Start of INPUT MATERIAL

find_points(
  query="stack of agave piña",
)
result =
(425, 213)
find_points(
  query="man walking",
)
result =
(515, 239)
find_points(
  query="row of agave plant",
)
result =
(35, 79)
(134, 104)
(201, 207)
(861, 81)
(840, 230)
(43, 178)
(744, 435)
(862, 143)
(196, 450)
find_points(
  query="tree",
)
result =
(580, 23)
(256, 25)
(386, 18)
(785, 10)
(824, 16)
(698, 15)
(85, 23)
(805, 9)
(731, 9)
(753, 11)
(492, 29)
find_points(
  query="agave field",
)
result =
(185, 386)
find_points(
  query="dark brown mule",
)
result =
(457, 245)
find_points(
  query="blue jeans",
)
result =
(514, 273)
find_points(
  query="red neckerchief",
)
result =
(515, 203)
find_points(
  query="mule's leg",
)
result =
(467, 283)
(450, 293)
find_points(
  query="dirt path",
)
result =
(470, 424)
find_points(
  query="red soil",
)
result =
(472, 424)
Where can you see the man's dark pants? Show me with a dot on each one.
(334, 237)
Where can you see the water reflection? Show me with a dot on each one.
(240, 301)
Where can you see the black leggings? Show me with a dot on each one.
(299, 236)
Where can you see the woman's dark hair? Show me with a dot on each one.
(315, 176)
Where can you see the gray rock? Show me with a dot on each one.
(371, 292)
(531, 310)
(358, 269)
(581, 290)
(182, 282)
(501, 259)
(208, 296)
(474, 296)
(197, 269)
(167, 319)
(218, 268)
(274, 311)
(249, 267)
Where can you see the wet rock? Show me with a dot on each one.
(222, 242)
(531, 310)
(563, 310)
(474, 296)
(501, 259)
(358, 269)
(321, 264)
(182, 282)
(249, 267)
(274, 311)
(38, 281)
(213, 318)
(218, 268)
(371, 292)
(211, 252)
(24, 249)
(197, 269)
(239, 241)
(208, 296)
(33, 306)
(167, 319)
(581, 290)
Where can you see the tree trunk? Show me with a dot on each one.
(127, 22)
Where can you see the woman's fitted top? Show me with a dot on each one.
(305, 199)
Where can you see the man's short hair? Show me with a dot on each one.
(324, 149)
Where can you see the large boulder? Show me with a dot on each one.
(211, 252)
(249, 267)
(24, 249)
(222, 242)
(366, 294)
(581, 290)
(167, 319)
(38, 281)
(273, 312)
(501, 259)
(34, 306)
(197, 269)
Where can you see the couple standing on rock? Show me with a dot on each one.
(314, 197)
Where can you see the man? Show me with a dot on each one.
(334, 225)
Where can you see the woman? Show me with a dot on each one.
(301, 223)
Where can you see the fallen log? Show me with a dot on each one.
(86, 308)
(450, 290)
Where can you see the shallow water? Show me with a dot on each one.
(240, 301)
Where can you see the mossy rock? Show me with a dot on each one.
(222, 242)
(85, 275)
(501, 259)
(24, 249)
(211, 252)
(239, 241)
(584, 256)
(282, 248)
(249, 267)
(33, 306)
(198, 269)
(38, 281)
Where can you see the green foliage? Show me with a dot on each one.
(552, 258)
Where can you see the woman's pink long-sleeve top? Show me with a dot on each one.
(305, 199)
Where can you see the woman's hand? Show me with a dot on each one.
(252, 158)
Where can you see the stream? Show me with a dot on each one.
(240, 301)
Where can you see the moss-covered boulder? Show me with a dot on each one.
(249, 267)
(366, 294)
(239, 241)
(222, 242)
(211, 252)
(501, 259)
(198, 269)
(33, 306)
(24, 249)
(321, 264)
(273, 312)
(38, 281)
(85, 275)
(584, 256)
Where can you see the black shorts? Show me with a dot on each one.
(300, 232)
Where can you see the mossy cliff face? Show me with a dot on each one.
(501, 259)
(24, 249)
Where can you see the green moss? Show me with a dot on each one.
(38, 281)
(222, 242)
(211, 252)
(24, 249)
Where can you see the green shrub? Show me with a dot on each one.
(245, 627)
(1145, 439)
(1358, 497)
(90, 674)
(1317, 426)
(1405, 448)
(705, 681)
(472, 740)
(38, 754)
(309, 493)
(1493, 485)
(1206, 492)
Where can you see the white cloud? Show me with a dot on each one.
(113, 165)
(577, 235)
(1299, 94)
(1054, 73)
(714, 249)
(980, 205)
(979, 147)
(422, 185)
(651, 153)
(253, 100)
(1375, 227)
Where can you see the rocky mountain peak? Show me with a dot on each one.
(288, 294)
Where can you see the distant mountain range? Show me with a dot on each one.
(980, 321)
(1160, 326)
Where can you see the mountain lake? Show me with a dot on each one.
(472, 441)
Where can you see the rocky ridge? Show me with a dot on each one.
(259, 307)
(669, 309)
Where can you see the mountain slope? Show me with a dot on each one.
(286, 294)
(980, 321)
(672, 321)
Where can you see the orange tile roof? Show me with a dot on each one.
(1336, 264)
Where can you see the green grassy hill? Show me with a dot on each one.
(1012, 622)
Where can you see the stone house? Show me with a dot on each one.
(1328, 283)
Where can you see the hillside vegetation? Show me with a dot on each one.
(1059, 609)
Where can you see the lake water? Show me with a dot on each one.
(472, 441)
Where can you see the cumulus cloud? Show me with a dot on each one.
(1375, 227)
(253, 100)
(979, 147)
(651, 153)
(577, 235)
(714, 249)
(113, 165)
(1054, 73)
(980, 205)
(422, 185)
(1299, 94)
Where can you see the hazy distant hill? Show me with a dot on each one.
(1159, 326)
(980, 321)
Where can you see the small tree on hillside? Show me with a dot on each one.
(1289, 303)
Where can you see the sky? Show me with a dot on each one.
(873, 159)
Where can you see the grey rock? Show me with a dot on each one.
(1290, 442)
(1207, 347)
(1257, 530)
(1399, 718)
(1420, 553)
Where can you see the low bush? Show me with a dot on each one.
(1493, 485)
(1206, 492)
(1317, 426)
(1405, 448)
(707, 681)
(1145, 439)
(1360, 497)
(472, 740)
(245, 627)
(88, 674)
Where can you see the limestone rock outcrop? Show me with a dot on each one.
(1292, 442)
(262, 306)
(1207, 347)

End of INPUT MATERIAL

* [THE TASK]:
The answer must consist of every line from the data that contains the word "agave".

* [TASK SOLUTION]:
  query="stack of agave piña",
  query="row of agave plant",
  query="agave field",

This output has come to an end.